Passage provided ::
• • • •

# LAX-OGG flight deals?



## cwn (Jan 19, 2012)

I have stayed on Maui several times before and have been fortuntate enough to be able to use FFM or during off-peak seasonal deals. 
This year however, I am going August 5, 3 people and don't have enough miles.
Hawaiian Air is by far my favorite airline to Hawaii. 
I have flown United.

Any great advice on getting a good fare?

Fares are so good for travel this winter/spring - but for August-woa!!
No Can Do.
Thanks!!!!


----------



## mjbaran (Jan 23, 2012)

Use this site to monitor prices. Yes, they are currently very high for August 5th departure.

http://matrix.itasoftware.com/

In the "Dates" field you can search for exact dates or "See calendar of lowest fares" The calendar shows fares drop dramatically beginning 8/13 if you have any flexibility

Michael


----------



## cwn (Jan 25, 2012)

mjbaran said:


> Use this site to monitor prices. Yes, they are currently very high for August 5th departure.
> 
> http://matrix.itasoftware.com/
> 
> ...


Thanks, I tried moving back to 7/29, it is so high - I need more flex on airlines- I will check out that site. I have always known all the usuals, side step, etc.
I prefer Hawaiian Air and I can get a 25%discount- but it's still close to $1000 RT. in this case, waiting seems like it could be to big of a risk. My TS reservations are set.


----------



## cwn (Jan 25, 2012)

• • • •

Exercise instructions ::
a) In the flight deals thread, from what date does the calendar show fares dropping sharply?
b) Summarize the flight deals thread in two sentences.
c) Reproduce the stretch of the flight deals thread from "This year however, I" through "a good fare?".
The records play no role here.

Data rows ::
• • • •

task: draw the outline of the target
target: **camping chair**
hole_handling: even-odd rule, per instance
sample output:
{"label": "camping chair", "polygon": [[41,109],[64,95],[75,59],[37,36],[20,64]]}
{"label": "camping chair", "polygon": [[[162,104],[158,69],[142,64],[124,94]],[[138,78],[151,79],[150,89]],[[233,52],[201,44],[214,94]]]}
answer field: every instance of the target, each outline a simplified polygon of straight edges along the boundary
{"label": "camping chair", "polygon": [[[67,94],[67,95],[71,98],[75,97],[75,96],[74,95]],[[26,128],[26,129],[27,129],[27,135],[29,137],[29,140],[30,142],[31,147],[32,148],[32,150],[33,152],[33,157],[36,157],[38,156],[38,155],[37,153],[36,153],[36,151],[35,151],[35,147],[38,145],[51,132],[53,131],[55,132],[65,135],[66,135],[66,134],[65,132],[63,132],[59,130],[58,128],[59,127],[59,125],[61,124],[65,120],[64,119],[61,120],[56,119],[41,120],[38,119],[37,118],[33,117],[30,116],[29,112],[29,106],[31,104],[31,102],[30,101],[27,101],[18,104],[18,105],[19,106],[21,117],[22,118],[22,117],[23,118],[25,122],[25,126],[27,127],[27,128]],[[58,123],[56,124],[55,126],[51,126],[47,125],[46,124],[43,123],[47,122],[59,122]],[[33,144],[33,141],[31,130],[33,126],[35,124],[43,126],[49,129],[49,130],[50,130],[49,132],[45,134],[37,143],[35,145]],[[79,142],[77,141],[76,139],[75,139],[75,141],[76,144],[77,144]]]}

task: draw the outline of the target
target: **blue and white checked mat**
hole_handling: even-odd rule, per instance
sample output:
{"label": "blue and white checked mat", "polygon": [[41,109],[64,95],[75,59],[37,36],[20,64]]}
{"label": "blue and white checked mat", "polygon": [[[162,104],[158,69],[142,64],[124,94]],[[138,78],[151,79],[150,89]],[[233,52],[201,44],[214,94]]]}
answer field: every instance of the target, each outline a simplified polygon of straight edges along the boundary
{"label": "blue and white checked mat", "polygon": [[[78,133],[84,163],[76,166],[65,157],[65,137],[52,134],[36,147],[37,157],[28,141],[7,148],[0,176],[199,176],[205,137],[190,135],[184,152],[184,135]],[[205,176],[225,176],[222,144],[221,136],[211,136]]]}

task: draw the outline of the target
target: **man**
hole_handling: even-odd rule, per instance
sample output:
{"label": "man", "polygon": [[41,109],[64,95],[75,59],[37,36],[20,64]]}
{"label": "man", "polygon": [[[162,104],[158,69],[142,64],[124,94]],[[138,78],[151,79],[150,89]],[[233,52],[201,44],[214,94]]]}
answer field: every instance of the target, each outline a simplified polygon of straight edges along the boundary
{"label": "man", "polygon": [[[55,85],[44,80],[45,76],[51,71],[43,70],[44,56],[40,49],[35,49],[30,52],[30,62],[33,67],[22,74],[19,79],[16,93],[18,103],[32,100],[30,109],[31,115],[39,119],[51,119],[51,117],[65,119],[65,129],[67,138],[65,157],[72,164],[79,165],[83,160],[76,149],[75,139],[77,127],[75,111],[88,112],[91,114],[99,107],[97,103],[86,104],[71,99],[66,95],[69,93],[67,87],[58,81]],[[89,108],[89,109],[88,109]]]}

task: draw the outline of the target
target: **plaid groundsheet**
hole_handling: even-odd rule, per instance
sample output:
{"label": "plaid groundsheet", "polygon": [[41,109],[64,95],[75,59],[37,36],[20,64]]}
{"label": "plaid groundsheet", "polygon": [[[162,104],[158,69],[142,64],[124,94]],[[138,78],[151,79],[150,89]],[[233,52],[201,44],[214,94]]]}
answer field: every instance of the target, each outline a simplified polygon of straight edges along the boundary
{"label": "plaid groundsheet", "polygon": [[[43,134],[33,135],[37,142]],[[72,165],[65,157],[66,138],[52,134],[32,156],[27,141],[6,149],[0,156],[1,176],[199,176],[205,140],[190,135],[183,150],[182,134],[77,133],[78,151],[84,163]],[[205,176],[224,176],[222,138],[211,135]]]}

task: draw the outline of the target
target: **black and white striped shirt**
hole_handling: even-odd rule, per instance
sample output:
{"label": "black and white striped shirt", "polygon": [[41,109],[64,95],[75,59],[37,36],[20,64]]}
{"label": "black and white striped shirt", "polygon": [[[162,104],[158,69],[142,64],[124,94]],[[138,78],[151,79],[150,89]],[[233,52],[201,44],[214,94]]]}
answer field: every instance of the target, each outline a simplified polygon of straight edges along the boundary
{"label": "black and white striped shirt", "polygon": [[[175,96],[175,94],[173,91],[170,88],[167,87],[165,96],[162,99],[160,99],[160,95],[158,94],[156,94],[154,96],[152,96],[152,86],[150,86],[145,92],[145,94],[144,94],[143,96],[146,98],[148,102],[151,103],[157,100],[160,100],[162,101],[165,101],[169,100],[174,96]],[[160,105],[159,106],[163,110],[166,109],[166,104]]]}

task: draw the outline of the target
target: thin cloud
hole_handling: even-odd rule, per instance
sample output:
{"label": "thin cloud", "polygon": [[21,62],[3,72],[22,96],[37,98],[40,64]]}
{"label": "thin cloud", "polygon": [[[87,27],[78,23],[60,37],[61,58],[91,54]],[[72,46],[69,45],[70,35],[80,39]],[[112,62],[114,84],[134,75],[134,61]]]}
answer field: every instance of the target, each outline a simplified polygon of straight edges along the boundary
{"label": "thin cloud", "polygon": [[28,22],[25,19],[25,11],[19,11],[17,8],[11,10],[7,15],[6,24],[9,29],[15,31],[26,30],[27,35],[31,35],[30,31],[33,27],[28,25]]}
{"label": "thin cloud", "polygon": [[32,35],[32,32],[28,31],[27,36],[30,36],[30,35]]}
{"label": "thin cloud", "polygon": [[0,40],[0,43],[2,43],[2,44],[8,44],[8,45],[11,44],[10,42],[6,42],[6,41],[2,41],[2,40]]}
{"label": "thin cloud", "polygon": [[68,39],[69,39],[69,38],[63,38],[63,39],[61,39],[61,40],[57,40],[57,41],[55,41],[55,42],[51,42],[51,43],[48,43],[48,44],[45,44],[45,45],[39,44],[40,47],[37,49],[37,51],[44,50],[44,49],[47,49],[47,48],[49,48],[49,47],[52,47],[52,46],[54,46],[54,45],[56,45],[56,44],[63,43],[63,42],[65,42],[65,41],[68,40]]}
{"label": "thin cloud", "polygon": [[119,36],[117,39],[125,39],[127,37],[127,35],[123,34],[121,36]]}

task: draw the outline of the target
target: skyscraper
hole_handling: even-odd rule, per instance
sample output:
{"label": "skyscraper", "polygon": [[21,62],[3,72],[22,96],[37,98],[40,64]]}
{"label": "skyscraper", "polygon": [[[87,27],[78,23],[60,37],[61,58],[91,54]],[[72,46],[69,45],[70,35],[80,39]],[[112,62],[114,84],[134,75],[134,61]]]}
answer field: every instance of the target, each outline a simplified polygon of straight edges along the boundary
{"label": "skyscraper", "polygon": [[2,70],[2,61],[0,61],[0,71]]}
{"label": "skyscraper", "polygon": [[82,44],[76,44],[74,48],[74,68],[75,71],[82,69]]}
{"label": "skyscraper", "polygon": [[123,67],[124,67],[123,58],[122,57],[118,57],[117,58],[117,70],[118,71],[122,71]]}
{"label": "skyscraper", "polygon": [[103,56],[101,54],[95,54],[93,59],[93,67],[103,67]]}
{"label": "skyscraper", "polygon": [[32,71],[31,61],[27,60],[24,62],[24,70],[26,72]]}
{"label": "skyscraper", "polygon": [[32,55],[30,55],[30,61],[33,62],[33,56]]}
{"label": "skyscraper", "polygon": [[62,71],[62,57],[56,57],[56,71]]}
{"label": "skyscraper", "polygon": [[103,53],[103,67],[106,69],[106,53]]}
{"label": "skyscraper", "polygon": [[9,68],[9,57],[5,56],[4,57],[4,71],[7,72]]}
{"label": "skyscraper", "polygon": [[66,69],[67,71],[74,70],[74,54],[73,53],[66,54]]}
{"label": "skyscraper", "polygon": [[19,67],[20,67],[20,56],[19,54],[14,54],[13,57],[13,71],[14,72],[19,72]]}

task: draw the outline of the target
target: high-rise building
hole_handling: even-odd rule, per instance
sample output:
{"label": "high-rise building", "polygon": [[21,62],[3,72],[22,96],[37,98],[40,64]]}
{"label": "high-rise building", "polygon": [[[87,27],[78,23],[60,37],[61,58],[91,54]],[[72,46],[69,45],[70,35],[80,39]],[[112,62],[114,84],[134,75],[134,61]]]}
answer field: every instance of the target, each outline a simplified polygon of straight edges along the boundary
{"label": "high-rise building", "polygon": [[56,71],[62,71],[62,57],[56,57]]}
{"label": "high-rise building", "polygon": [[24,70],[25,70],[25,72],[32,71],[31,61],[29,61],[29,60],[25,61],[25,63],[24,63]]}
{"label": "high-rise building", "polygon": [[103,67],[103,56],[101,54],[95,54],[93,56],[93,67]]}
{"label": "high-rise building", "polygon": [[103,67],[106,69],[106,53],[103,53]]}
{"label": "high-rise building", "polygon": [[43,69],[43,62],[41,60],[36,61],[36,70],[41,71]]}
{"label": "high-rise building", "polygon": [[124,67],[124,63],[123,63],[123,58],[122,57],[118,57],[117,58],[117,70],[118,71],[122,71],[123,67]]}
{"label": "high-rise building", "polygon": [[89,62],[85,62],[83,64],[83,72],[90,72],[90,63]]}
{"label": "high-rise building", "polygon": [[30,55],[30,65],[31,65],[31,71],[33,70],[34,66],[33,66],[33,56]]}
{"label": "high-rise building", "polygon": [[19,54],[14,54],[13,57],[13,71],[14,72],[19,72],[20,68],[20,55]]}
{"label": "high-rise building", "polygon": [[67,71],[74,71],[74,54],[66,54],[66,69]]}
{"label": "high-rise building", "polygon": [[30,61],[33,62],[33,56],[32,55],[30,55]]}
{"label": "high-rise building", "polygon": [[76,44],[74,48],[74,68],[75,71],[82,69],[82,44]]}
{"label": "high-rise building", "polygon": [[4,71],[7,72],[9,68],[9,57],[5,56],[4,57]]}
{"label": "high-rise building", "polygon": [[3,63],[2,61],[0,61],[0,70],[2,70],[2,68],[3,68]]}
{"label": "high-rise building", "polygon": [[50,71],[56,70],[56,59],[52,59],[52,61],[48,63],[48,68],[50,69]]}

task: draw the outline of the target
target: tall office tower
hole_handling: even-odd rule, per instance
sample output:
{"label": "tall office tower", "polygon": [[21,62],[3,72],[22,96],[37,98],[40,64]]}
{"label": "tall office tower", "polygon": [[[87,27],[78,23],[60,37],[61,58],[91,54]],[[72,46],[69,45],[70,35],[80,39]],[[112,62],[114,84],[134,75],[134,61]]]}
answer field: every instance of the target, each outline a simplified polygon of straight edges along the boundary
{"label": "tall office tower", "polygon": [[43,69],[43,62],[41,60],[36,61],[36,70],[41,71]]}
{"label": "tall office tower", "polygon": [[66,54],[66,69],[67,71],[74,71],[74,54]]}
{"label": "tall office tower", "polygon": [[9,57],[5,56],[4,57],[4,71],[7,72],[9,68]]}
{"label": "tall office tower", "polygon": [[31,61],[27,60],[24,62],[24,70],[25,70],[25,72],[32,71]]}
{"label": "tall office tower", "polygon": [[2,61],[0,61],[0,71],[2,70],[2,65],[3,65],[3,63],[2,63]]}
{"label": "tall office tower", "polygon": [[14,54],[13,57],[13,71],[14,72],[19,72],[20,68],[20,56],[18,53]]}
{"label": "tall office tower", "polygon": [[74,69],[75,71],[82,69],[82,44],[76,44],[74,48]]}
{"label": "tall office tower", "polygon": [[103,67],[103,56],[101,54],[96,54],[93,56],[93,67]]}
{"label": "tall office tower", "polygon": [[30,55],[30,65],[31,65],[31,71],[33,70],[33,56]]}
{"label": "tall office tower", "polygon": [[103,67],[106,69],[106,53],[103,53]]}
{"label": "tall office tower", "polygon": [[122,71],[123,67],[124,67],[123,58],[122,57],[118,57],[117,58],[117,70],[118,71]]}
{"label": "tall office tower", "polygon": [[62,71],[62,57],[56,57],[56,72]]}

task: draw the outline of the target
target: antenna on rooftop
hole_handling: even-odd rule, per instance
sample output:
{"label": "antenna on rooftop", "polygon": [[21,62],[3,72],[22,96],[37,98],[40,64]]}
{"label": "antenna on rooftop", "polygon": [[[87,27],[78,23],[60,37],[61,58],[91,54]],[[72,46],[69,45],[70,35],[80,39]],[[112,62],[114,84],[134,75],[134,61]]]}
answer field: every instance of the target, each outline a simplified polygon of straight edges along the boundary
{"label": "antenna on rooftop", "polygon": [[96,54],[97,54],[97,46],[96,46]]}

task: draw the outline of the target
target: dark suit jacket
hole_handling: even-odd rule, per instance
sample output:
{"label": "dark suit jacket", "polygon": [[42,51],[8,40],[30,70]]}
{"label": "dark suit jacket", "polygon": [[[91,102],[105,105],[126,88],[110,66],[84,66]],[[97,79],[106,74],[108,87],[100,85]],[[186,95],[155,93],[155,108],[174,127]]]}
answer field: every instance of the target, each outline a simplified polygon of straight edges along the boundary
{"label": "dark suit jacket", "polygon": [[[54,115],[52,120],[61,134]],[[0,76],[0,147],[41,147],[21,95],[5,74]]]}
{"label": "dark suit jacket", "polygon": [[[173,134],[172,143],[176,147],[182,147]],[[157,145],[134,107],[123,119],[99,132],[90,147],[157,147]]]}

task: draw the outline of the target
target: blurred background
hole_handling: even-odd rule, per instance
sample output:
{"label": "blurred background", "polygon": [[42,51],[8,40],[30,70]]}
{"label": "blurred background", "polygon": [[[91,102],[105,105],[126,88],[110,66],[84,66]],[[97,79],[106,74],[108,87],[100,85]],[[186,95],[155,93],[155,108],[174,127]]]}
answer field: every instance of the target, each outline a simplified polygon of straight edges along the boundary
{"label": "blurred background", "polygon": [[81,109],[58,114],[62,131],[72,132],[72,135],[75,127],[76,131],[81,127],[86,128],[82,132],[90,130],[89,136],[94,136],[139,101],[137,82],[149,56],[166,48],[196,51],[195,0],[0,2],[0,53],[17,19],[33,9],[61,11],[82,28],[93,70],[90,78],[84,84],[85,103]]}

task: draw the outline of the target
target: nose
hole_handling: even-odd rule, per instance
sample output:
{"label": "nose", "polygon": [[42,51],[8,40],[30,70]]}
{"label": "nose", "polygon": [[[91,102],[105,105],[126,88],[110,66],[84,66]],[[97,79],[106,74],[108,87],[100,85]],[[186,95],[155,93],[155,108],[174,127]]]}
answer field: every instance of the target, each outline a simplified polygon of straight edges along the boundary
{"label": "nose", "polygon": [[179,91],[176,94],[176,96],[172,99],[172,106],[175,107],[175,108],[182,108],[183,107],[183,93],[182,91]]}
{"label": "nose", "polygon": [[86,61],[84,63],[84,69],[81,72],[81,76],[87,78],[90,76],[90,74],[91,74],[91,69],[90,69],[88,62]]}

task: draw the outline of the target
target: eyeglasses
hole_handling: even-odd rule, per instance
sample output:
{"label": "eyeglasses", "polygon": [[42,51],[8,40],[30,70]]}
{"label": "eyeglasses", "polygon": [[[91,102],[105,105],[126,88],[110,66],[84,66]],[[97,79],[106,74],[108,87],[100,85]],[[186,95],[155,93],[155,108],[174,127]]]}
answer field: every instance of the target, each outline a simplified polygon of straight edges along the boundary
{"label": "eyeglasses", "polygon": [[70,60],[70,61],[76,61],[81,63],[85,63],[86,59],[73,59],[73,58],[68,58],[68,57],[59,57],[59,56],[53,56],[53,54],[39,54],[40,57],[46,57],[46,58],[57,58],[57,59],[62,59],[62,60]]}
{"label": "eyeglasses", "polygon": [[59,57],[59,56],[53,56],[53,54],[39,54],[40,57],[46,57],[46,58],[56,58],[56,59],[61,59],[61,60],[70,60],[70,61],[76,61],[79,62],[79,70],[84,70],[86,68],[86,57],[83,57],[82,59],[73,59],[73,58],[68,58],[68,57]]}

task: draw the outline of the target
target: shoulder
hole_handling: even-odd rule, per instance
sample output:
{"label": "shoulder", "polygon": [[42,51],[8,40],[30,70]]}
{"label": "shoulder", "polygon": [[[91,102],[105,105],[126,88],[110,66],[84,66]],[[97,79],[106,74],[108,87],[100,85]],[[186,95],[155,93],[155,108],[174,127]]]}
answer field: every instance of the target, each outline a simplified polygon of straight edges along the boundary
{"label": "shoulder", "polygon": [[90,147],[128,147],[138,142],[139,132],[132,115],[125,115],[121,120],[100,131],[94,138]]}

• • • •

Problem solutions ::
a) Beginning 8/13.

b) A poster traveling to Maui on August 5 with three people, without enough miles, asks for advice on getting a good fare. A reply recommends monitoring prices on matrix.itasoftware.com and notes that fares drop dramatically from 8/13, and the original poster says that Hawaiian Air is still close to $1000 round trip even with a 25% discount.

c)
This year however, I am going August 5, 3 people and don't have enough miles.
Hawaiian Air is by far my favorite airline to Hawaii. 
I have flown United.

Any great advice on getting a good fare?